Source passage:
Segment Open

Dynamite Duumvirate Tag Team Title Tournament chronology
| ← Previous 2011 | Next → 2013 |

= Dynamite Duumvirate Tag Team Title Tournament (2012) =

2012 professional wrestling tournament by PWG

Dynamite Duumvirate Tag Team Title Tournament (2012) was the sixth Dynamite Duumvirate Tag Team Title Tournament (DDT4) produced by Pro Wrestling Guerrilla (PWG). The event took place on April 21, 2012 at the American Legion Post #308 in Reseda, California.

It was an eight-team tournament to determine the #1 contenders for the PWG World Tag Team Championship. Super Smash Brothers (Player Uno and Stupefied) defeated 2 Husky Black Guys (El Generico and Willie Mack) in the final to win the tournament. The PWG World Championship was also defended at the event as Kevin Steen successfully defended the title against Sami Callihan.

==Production==
===Background===
In February 2012, it was announced that the 2012 edition of DDT4 would be held on April 21, 2012 at the American Legion Post #308 in Reseda, California.
===Storylines===
The PWG World Tag Team Championship was originally scheduled to be defended in the 2012 DDT4 tournament. The original participants announced for the tournament were:

- World Tag Team Champions Appetite for Destruction (Kevin Steen and Super Dragon)

Segment Closed

Exercise goal: Please pick up the passage on the 2012 Dynamite Duumvirate Tag Team Title Tournament after its last line and continue it.

Records supplied:
Segment Open

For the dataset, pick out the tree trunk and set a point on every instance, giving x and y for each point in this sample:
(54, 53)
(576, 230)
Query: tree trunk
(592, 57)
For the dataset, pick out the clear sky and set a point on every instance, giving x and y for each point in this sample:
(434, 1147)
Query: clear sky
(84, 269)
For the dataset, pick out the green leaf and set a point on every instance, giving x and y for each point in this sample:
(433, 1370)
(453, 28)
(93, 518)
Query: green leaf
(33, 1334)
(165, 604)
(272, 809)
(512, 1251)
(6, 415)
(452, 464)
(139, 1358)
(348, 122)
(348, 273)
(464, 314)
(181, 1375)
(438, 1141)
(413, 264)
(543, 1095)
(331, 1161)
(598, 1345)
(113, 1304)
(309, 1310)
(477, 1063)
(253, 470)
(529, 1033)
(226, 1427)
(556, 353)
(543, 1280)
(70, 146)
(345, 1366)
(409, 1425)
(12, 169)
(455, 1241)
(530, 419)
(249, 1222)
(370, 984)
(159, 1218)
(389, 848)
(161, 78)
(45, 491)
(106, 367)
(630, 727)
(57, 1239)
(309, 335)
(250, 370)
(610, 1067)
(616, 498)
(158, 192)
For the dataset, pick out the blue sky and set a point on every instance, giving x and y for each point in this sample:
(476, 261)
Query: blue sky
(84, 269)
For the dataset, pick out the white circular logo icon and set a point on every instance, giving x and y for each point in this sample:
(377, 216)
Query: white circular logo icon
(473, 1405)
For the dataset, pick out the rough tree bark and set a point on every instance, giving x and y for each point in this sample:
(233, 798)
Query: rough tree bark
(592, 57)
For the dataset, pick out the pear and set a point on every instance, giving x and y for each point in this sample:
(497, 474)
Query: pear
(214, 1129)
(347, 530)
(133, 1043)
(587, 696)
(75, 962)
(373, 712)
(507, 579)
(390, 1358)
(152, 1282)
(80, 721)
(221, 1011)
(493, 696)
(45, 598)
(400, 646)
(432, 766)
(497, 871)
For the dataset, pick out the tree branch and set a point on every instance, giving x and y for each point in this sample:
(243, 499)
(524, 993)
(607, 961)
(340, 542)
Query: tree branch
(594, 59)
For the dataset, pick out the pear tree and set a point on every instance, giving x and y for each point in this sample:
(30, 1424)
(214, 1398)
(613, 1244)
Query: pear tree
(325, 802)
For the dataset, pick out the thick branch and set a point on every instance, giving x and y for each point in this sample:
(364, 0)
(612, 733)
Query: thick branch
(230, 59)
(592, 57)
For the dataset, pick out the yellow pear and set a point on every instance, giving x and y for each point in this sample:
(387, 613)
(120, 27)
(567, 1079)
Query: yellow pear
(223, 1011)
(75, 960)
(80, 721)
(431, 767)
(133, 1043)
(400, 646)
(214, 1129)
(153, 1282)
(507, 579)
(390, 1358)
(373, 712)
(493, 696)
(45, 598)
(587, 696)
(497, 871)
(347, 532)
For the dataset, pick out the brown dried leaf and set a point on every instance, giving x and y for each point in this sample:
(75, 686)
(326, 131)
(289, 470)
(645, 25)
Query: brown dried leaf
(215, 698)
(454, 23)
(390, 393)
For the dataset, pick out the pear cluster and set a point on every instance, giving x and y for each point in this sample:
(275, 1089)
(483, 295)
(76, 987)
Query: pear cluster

Segment Closed

Answer section:
- The Dynasty (Joey Ryan and Scorpio Sky)
- Future Shock (Adam Cole and Kyle O'Reilly)
- The Fightin' Taylor Boys (Brian Cage-Taylor and Ryan Taylor)
- RockNES Monsters (Johnny Goodtime and Johnny Yuma)
- Roderick Strong and Sami Callihan
- Super Smash Brothers (Player Uno and Stupefied)
- The Young Bucks (Matt Jackson and Nick Jackson)

However, on April 4, it was announced that Dragon had fractured his heel and would be forced out of the tournament. The champions were replaced by 2 Husky Black Guys (El Generico and Willie Mack) in the tournament, which would instead be used to determine their number one contenders.
==Event==
===Quarterfinals===
The quarterfinals of the DDT4 kicked off with a match between The RockNES Monsters (Johnny Goodtime and Johnny Yuma) and The Fightin' Taylor Boys (Brian Cage-Taylor and Ryan Taylor). RockNES Monsters delivered an Explosive Amnesia to Cage-Taylor for the win.

Next, The Dynasty (Joey Ryan and Scorpio Sky) took on Future Shock (Adam Cole and Kyle O'Reilly). Future Shock delivered a Ride the Lightning to Sky for the win.

Next, 2 Husky Black Guys (El Generico and Willie Mack) took on Roderick Strong and the debuting Sami Callihan. Generico delivered a Brainbustahhh!!! to Strong for the win. After the match, Callihan answered Kevin Steen's open challenge and challenged Steen to a match for the PWG World Championship later in the show.

It was followed by the last match in the quarterfinal between The Young Bucks (Matt Jackson and Nick Jackson) and Super Smash Brothers (Player Uno and Stupefied). Stupefied pinned a member of The Young Bucks with a crucifix for the win.
===Semifinals===
The semifinals of the DDT4 started with a match between RockNES Monsters and 2 Husky Black Guys. Willie Mack delivered a reverse piledriver to Johnny Yuma for the win.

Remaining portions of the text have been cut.